• [WHAT TO PRODUCE]:
Copy out the data exactly as it appears, without a single image.
<<<<
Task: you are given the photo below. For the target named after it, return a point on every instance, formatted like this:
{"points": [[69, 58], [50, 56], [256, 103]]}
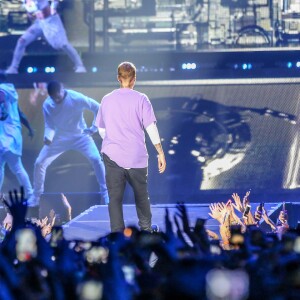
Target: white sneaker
{"points": [[105, 198], [11, 70], [80, 69]]}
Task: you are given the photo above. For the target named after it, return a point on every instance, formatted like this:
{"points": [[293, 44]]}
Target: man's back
{"points": [[124, 115]]}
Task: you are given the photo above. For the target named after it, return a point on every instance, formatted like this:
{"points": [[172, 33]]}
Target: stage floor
{"points": [[93, 223]]}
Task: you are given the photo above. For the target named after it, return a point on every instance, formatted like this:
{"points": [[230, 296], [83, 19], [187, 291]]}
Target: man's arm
{"points": [[49, 127], [155, 139], [26, 123]]}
>>>>
• [ANSWER FOR THIS EXERCISE]:
Task: you are given the photo below. For the target named after it, return a point on every instance, formatted like this:
{"points": [[69, 58], [50, 56], [256, 103]]}
Target: white sneaker
{"points": [[105, 198], [11, 70], [80, 69]]}
Task: you are given the photo above. For the target named after it, return a point on every instance, formatted like this:
{"points": [[293, 44]]}
Target: man's back
{"points": [[124, 115]]}
Task: you are given the photo above. For the target named after it, return a point on every instance, formatted like this:
{"points": [[172, 33]]}
Target: stage floor
{"points": [[93, 223]]}
Task: you are given the photo above. For the target named after it, return a point on every instance, formatted like this:
{"points": [[230, 296], [83, 19], [187, 291]]}
Target: man's arm
{"points": [[49, 127], [155, 139], [26, 123]]}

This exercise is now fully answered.